Dataset entries:
_____

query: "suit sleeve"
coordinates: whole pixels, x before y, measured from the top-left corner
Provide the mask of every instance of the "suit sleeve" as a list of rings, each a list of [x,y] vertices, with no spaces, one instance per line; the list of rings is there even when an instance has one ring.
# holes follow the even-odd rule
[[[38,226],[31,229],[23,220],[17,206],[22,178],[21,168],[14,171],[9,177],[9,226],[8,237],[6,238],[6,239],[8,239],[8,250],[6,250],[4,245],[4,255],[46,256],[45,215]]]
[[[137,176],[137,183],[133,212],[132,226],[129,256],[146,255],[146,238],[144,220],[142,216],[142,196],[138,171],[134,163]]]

_____

**Instructions to follow**: Retype every line of the items above with no changes at all.

**Completed exercise**:
query: "suit sleeve"
coordinates: whole pixels, x before y, measured from the top-left corner
Provide the mask of every instance of the "suit sleeve" as a list of rings, each a list of [x,y] vertices, with no spaces, one instance per line; the list of rings is there even when an instance has one ring.
# holes follow the even-odd rule
[[[38,226],[31,229],[23,220],[17,206],[22,178],[21,168],[14,171],[9,177],[9,226],[8,237],[6,238],[6,239],[8,239],[8,250],[6,250],[4,245],[4,255],[46,256],[45,215]]]
[[[137,176],[137,183],[133,212],[132,226],[129,256],[146,255],[146,238],[144,220],[142,216],[142,196],[138,171],[134,163]]]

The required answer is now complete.